── MATERIAL FOR THIS EXERCISE ──
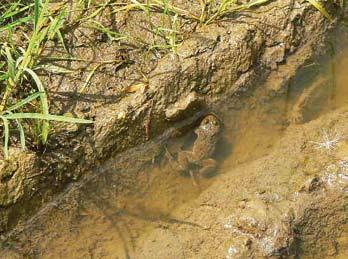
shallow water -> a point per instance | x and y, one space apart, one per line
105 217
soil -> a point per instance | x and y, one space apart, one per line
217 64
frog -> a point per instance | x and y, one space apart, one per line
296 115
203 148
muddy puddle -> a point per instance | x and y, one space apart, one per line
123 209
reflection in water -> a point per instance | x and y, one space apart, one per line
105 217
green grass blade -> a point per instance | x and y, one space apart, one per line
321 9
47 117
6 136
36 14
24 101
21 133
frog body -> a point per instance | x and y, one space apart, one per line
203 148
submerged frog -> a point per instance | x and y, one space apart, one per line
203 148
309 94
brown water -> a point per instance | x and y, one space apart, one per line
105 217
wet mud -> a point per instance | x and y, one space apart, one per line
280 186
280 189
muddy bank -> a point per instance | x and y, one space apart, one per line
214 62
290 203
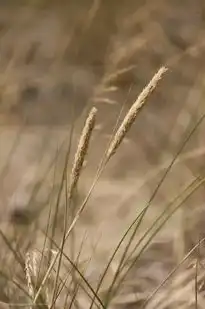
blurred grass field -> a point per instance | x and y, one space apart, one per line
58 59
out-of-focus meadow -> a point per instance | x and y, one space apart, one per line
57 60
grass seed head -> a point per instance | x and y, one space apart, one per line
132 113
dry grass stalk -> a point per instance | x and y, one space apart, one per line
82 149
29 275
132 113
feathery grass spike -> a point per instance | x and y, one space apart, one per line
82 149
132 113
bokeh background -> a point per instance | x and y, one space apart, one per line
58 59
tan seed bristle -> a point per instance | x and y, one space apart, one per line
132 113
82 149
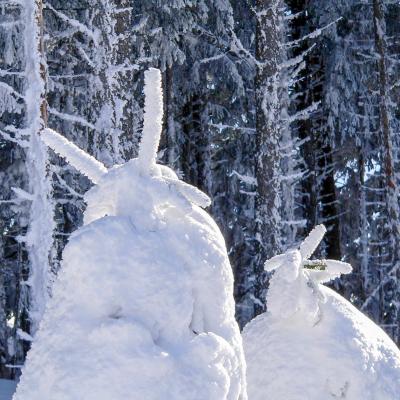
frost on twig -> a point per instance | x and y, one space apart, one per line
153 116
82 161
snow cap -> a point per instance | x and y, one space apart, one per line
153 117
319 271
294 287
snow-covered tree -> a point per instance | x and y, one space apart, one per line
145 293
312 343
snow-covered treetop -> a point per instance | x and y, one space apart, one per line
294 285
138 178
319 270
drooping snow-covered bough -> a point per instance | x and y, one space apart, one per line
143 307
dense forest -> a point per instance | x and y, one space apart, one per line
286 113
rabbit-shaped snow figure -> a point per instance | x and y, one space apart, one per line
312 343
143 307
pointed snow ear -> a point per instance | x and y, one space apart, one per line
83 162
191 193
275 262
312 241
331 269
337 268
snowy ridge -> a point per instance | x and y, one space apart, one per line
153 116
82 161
───
── MATERIAL FOR THIS EXERCISE ──
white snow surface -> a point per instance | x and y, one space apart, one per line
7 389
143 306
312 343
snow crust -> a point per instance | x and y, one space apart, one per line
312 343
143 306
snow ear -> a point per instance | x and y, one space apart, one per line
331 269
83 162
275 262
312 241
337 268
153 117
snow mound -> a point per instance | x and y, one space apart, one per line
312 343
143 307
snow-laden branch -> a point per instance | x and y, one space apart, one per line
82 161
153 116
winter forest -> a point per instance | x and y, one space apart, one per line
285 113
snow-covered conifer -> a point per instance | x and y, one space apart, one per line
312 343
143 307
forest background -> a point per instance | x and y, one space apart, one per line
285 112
───
Show each line of the entries above that contains the word "muddy", copied in full.

- _PROBLEM SOLUTION_
muddy puddle -> a point per instance | x and y, one space apart, one per line
muddy bank -> a point per instance | x and y, one space apart, one per line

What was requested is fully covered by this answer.